◆ **ARTICLE**:

----------------------------------------

Jozef Banáš (born 27 September 1948) is a Slovak novelist, journalist, diplomat and politician.

Professional career
 1972 - graduated at the University of Economics in Bratislava with major in foreign trade
 1973-1976 - business consultant at Chirana Export Piešťany
 1977-1992 - Ministry of Foreign Affairs, Prague
 1983-1988 - embassy in Berlin, NDR, press attaché
 1990-1992 - embassy in Wien, deputy chief of mission
 1992 - Raiffeisenleasing Wien
 1993-1994 - Tatraleasing Bratislava, chief executive officer
 1994-2001 - Slovak International Tabak, industrial politics management

Works 
 1978 – Nebráňme vtákom lietať (Don't stop the birds from flying), TV staging, scenario
 1979 – Čisté vody (Clear waters), TV staging
 1982 – Mimoriadny rýchlik (Extraordinary express), TV staging, scenario
 1983 – Kirchhoffov zákon (Kirchoff's Law), TV staging, scenario
 1985 – Začiatok sezóny (Start of the season), movie scenario
 1990 – Tréning na štátnika (Training for statesman), theatre comedy
 1996 – No Comment, theatre comedy
 2001 – Lepší ako včera (Better than yesterday), book of short stories
 2006 – Politicum tremens (co-author Bohumil Hanzel), humorous book about National Council of Slovakia
 2007 – Idioti v politike (Idiots in politics), satiric book about politics
 2007 – Delírium P. (Delirium P.), theatre comedy
 2008 – Zóna nadšenia (Zone of enthusiasm), political thriller 
 2009 – Zastavte Dubčeka! (Stop Dubček !), novel
 2010 – Deň do večnosti (A day to eternity), poetry collection
 2010Kód 9 (Code 9), novel
 2011 – Sezóna potkanov (Rat season), novel
 2013 – Kód 1 (Code 1), novel
 2015 – Dementi (Morons), novel about Banáš's readers
 2020 - Nádherná Smrť v Altaji ("Amazing Death in Altay mountains"), novel

Besides his literal ventures, he is known as a political journalist and essayist. His essays and thoughts gained international acclaim.

Political career 
 1976 - entered Communist Party of Czechoslovakia (KSČ)
 2001-2002 - general secretary of the Aliancia nového občana (ANO) party
 2002-2006 - elected deputy of National Council as ANO candidate. He was the vice-chairman of Committee on European Integration, member of Safety and Defence and Stable delegation committee of National Council of Slovakia at the parliamentary assembly of European Council, and member of the Foreign affairs committee of National Council and leader of stable delegation of National Council at the parliamentary assembly of NATO.

----------------------------------------

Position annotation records
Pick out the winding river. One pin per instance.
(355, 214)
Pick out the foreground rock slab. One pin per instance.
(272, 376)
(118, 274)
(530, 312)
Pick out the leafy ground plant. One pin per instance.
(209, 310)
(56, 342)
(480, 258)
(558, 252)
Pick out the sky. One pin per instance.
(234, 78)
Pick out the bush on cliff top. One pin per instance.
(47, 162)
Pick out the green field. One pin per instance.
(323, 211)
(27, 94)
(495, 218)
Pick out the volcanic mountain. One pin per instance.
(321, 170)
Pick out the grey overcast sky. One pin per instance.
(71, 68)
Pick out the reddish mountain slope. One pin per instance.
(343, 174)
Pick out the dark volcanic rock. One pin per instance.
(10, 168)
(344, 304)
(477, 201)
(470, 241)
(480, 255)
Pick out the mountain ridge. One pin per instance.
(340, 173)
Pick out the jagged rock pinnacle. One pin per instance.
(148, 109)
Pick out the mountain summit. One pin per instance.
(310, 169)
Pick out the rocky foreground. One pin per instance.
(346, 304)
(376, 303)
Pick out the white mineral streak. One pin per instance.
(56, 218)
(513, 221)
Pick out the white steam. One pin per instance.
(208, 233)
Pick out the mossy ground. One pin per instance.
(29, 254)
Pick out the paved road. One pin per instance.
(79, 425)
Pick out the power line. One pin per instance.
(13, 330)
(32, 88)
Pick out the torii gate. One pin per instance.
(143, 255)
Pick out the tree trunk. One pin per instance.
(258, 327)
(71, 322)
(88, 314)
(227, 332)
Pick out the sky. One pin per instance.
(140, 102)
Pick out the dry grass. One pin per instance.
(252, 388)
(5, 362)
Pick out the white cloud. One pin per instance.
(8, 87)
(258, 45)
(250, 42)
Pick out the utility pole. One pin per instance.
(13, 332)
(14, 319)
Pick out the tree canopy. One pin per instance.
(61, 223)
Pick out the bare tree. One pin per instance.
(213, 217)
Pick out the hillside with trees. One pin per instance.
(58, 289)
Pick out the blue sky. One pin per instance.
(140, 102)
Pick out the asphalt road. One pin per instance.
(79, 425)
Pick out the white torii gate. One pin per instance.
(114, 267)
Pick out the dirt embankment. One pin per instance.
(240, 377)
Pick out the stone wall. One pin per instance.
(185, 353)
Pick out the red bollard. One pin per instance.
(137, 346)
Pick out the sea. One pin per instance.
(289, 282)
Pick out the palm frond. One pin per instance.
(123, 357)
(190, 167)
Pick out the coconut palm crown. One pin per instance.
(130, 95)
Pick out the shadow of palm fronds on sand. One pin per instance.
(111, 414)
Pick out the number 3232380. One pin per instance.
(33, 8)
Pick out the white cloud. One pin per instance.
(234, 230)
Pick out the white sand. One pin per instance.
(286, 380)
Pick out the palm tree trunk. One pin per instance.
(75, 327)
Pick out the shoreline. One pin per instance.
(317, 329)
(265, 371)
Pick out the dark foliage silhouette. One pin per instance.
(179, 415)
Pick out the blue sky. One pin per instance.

----------------------------------------

◆ **EXERCISE REQUIREMENTS**:
1: In the biography, what was Banáš's major when he graduated from the University of Economics in Bratislava?
2: Rewrite everything from "Political career" down to "assembly of NATO." in the biography, replacing "ANO" with "Alliance of the New Citizen".
3: Which works in the biography are listed as TV stagings?
Base your answers on the biography alone.

◆ **FINAL RESULTS**:
1: Foreign trade.

2:
Political career 
 1976 - entered Communist Party of Czechoslovakia (KSČ)
 2001-2002 - general secretary of the Aliancia nového občana (Alliance of the New Citizen) party
 2002-2006 - elected deputy of National Council as Alliance of the New Citizen candidate. He was the vice-chairman of Committee on European Integration, member of Safety and Defence and Stable delegation committee of National Council of Slovakia at the parliamentary assembly of European Council, and member of the Foreign affairs committee of National Council and leader of stable delegation of National Council at the parliamentary assembly of NATO.

3:
Nebráňme vtákom lietať (Don't stop the birds from flying), 1978
Čisté vody (Clear waters), 1979
Mimoriadny rýchlik (Extraordinary express), 1982
Kirchhoffov zákon (Kirchoff's Law), 1983